## What is expected
For the entries below, the expected answer is the line with "Target: storefront window", the line with "point: animal's head", and every line between them, exactly as written, and nothing more.
• • •
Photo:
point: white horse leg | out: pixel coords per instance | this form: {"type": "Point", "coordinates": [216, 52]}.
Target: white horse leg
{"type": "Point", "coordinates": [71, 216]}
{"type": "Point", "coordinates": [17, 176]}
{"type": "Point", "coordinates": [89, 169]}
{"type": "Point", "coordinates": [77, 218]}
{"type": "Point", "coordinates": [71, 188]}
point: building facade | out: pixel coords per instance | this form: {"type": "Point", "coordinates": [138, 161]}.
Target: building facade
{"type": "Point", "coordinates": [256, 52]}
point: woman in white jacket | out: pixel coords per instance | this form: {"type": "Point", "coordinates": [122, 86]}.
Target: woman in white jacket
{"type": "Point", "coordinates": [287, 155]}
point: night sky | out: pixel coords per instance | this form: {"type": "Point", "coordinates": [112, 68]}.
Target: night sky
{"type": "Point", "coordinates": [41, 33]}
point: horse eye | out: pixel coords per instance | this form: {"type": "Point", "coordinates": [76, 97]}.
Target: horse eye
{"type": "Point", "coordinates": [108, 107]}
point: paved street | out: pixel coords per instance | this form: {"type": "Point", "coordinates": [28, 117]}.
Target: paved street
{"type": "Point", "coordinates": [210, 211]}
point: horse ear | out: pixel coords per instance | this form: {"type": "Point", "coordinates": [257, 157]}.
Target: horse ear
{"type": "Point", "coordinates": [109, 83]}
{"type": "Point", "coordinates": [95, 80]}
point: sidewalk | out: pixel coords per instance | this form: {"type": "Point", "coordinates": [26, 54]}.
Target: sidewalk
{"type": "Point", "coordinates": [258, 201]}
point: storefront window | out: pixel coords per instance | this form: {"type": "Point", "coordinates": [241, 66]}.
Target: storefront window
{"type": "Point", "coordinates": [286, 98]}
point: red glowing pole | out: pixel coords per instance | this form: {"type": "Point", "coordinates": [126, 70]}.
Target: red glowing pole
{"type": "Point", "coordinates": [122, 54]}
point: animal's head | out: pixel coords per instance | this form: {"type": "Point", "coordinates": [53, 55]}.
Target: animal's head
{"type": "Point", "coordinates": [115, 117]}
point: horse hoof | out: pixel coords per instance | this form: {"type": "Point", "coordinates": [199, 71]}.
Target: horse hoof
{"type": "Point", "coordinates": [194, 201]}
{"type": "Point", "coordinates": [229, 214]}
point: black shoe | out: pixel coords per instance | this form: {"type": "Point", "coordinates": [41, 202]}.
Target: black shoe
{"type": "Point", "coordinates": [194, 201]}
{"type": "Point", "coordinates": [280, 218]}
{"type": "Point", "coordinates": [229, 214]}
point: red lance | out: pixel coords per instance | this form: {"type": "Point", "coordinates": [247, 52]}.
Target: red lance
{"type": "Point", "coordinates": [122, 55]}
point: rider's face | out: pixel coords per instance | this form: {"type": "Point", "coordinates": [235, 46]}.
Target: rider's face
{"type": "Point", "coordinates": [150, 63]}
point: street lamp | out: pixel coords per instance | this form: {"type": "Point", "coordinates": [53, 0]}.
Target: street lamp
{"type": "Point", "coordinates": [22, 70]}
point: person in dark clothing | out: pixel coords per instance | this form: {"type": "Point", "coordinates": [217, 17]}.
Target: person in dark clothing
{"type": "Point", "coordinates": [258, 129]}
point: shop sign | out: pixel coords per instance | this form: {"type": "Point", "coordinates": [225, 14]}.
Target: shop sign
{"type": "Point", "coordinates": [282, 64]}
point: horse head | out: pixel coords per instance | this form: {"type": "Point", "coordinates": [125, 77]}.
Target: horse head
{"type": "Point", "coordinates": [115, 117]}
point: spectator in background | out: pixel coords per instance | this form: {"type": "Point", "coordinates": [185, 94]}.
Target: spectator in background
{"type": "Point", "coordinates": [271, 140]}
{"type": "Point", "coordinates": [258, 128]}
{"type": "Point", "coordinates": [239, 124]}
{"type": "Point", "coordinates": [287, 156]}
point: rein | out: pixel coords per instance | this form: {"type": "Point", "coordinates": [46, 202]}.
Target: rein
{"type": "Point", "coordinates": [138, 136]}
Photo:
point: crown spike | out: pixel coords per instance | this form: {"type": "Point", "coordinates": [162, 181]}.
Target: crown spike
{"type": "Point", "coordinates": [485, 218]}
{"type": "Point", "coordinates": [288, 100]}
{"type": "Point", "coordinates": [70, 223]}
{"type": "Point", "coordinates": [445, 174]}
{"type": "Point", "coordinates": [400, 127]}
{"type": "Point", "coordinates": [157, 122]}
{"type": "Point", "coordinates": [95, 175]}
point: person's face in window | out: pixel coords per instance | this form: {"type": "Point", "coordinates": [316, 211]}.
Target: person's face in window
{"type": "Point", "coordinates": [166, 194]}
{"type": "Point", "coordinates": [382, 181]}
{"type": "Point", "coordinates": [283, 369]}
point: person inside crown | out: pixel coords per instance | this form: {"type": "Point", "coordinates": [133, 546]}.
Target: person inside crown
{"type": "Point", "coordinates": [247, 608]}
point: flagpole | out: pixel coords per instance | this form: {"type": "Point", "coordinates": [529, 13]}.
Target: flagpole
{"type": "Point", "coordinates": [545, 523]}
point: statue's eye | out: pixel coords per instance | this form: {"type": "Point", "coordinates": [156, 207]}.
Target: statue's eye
• • •
## Answer space
Target: storefront window
{"type": "Point", "coordinates": [286, 98]}
point: red glowing pole | out: pixel coords per instance | this form: {"type": "Point", "coordinates": [126, 70]}.
Target: red glowing pole
{"type": "Point", "coordinates": [122, 54]}
point: animal's head | out: pixel coords per instance | this form: {"type": "Point", "coordinates": [53, 55]}.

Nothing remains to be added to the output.